11. The result of the above discussion is that the plaintiff is one of the persons entitled to manage the Kattalai along with the 2nd defendant and any other members of the family who have not lost their right. One of them who has not been made a. party to the suit is the widow of Vythialingam. There may be others about whom the record is silent.
12. The question on these facts is whether the plaintiff is entitled to any rleief, and if so, to what. The learned Advocate-General contended that as the plaintiff had not brought a suit for settling a scheme of management, his suit should be dismissed. We are unable to see the force of this contention. The fact that the persons entitled to the office of the trustee may not be able to work harmoniously together is not a ground for dismissing a suit by one of the heirs of the founder for a declaration of his right to share in the management and for joint possession of the trust properties with the heir who is now in possession and management. If it is found that a scheme of management is necessary in the interests of the institution, such a scheme may be settled either by the heirs themselves or by resort to the Court. In the absence of such a scheme the plaintiff is entitled to the rights of the joint management and possession claimed in the plaint. We must, therefore, in modification of the decree of the Court below, declare that the plaintiff is entitled to manage the trust along with the second defendant who is now in possession. It is unnecessary to decide anything as to the rights of Vythia-lingam's widow or other members of the family to share in the management of the Kattalai.
13. In the circumstances of the case, each party must bear his own costs. No portion of the costs should come out of the charity property.

Exercise tasks —
1 - Return everything in the Kattalai judgment from "11. The result" down to "record is silent.".
2 - In the Kattalai judgment, who argued that the plaintiff's suit should be dismissed because it did not seek a scheme of management?
The listing that comes next is material separate from the Kattalai judgment.

Provided material —

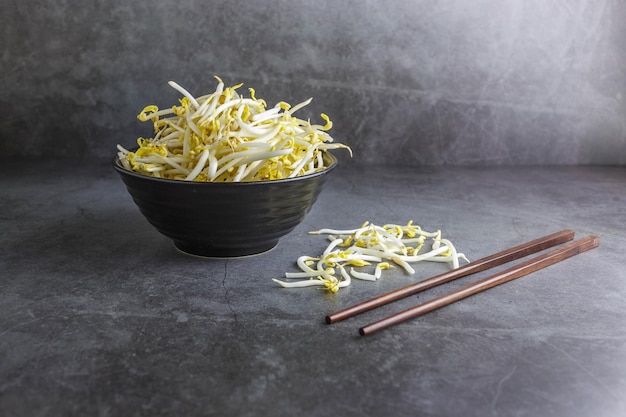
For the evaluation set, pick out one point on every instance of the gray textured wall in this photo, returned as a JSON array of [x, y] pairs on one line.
[[422, 82]]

Answer set —
1 -
11. The result of the above discussion is that the plaintiff is one of the persons entitled to manage the Kattalai along with the 2nd defendant and any other members of the family who have not lost their right. One of them who has not been made a. party to the suit is the widow of Vythialingam. There may be others about whom the record is silent.

2 - The learned Advocate-General.